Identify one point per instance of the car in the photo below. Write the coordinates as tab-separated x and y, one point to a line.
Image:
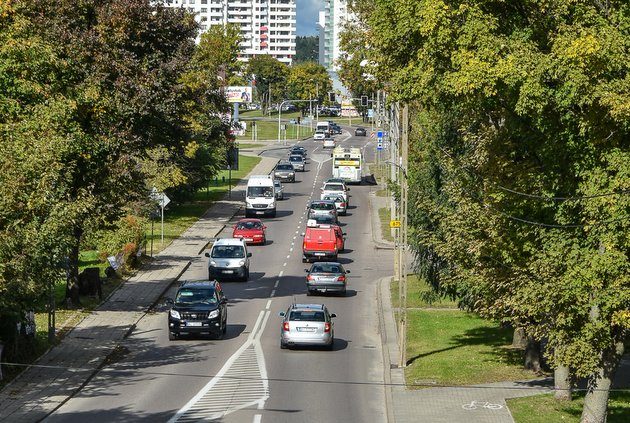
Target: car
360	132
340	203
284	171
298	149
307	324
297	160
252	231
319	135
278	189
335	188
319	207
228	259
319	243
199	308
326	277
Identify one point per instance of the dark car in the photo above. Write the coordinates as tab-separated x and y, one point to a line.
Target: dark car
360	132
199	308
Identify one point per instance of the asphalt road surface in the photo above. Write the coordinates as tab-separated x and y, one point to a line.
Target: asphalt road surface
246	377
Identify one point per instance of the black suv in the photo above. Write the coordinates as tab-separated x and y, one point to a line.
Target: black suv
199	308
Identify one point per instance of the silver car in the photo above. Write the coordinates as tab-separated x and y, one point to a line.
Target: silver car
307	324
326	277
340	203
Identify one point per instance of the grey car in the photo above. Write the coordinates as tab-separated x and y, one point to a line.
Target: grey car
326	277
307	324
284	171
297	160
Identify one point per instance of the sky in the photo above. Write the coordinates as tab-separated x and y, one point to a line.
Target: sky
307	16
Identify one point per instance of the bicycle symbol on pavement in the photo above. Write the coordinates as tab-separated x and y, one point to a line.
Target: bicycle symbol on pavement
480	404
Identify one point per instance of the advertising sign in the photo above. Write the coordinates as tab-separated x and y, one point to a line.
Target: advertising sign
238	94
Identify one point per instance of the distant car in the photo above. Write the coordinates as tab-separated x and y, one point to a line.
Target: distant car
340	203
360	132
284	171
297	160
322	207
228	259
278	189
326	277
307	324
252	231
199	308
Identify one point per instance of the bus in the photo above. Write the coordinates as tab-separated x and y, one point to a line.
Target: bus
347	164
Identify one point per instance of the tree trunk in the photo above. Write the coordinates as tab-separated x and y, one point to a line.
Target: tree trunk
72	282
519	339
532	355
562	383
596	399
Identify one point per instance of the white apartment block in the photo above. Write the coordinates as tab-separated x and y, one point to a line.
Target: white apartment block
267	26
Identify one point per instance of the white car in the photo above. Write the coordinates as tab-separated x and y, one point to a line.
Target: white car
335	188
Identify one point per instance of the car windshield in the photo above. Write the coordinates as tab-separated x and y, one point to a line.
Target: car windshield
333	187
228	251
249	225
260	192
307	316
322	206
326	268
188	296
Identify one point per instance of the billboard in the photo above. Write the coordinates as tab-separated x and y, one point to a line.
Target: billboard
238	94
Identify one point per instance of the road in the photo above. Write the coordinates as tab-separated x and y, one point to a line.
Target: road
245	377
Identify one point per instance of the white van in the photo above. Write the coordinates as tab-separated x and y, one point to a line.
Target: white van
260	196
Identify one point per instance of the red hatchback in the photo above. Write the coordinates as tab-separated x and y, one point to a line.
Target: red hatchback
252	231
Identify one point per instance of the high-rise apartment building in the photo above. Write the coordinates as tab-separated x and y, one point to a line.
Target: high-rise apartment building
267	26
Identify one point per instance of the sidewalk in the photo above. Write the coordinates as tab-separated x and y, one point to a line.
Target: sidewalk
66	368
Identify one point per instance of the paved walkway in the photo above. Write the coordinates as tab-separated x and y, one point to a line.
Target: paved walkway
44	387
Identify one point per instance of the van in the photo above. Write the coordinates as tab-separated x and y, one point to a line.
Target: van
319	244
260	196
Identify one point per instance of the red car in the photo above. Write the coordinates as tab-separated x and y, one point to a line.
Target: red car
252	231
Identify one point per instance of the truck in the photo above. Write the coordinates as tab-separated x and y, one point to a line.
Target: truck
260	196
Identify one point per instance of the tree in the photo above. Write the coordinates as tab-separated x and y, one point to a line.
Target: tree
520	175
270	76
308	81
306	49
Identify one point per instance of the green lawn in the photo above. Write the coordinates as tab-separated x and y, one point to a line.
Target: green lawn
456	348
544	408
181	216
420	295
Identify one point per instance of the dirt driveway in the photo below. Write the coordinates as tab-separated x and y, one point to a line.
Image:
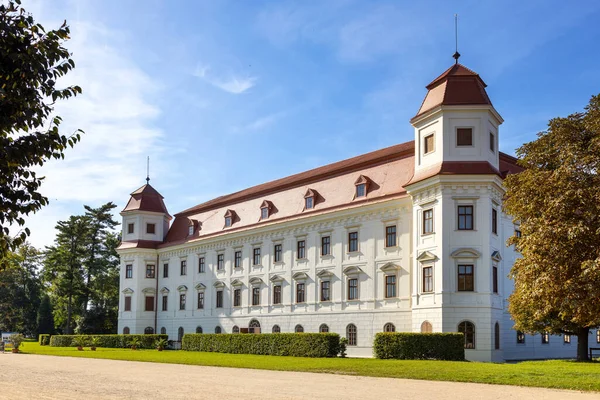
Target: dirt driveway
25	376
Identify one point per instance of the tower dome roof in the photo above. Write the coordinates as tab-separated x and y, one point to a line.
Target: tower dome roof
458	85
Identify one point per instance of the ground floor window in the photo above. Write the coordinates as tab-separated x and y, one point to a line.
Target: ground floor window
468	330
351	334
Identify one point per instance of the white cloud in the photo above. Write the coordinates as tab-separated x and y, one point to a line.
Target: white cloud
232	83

__________________________________________________

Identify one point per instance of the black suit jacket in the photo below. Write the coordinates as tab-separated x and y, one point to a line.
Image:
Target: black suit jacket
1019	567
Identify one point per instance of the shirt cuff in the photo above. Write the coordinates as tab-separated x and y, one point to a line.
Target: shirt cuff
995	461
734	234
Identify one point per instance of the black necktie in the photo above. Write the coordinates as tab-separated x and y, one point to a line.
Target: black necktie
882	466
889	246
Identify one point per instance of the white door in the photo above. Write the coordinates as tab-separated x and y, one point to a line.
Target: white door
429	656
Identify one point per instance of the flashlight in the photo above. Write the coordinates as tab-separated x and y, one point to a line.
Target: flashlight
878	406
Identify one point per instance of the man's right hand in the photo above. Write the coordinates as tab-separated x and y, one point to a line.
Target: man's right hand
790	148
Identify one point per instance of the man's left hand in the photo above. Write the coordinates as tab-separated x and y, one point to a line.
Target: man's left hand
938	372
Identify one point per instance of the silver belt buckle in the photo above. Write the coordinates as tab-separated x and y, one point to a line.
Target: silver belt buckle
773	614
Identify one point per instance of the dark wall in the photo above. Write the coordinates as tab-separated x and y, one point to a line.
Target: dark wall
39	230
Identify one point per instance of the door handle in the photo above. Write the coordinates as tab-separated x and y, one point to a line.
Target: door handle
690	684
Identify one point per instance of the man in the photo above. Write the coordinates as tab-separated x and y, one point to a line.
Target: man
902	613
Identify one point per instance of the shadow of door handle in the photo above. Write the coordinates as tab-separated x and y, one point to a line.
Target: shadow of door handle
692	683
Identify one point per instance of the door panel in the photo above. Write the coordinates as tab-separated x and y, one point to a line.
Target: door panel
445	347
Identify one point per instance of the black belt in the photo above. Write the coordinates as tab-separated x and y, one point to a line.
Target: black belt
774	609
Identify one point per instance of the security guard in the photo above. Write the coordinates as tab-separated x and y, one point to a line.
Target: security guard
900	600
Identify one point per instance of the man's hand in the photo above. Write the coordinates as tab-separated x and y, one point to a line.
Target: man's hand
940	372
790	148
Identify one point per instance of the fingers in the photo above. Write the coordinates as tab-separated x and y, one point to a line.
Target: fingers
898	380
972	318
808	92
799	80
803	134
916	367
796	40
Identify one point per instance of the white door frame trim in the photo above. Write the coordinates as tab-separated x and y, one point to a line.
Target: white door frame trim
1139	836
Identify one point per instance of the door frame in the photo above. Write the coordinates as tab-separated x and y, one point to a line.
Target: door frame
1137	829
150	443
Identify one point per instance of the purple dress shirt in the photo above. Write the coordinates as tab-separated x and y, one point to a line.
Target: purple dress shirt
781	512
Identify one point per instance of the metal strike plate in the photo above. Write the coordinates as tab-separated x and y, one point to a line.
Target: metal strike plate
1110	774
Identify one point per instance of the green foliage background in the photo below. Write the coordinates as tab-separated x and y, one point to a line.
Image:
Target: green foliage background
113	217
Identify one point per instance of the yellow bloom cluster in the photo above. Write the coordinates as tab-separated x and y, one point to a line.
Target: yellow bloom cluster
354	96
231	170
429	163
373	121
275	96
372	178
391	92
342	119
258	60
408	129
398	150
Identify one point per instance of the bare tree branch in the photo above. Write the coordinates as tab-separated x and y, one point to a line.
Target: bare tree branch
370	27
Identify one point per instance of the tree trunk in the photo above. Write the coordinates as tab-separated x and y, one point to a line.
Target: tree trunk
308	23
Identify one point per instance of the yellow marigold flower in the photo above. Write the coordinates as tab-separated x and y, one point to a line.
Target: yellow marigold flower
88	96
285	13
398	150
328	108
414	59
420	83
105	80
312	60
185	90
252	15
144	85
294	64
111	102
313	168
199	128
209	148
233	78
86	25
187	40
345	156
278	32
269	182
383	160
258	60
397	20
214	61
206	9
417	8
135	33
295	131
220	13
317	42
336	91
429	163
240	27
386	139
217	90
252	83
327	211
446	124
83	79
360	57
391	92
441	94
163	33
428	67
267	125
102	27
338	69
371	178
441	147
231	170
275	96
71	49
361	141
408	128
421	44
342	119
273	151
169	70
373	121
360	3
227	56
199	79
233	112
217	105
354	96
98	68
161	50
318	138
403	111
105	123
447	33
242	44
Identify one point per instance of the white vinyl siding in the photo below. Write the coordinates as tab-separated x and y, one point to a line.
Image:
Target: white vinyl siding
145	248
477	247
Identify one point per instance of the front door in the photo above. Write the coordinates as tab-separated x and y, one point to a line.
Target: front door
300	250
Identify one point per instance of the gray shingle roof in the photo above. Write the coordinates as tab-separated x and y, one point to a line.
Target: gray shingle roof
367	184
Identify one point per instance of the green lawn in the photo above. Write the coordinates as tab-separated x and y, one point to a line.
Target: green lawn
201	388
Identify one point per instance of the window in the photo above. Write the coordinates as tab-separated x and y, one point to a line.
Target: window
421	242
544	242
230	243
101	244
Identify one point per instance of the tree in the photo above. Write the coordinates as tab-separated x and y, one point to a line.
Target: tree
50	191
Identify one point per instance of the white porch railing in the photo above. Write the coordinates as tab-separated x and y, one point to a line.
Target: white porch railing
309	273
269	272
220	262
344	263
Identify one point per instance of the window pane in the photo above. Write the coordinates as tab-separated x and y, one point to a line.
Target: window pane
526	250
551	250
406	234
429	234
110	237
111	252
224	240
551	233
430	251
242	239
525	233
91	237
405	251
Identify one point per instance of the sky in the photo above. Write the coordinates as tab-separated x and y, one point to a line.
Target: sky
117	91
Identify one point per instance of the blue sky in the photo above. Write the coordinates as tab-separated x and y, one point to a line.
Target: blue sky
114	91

__________________________________________________

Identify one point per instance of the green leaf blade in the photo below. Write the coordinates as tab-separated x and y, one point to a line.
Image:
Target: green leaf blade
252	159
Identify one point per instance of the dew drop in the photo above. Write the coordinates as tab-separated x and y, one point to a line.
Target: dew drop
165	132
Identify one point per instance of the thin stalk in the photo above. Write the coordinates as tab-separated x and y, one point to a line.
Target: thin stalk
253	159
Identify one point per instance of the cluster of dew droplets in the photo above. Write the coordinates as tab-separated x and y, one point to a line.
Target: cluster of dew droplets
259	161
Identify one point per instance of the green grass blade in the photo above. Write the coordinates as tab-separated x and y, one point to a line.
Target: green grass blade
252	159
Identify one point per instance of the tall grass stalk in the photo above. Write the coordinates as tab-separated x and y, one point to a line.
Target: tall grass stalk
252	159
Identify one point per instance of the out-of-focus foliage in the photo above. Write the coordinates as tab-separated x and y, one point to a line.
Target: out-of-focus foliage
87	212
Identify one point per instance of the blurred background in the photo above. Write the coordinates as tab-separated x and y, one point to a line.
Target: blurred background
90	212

__________________________________________________

● Task to complete
Copy the records above exactly, beginning at the line that contains "Identify one point per instance of the door panel" and stopping after the line that contains "Identify one point per instance of the fingers".

● Response to this exercise
Identify one point per instance of the door panel in the photo above. Write the coordinates as tab-separated x and y, one point to a line.
Target: door panel
445	347
Identify one point per instance of the black belt in the photo above. Write the coordinates as tab-separated x and y, one point to a line.
Target: black belt
774	609
Identify one point per instance of the security guard in the photo above. Write the coordinates as tab-separated x and y, one point to a line.
Target: security guard
900	600
Identify one point per instance of the man's hand in the photo above. Write the coordinates as tab-separated x and y, one point to a line.
Target: man's hand
940	372
790	148
Identify one point per instance of the fingers in the photo above. Write the coordinates as tab-separated x and y, one point to a line.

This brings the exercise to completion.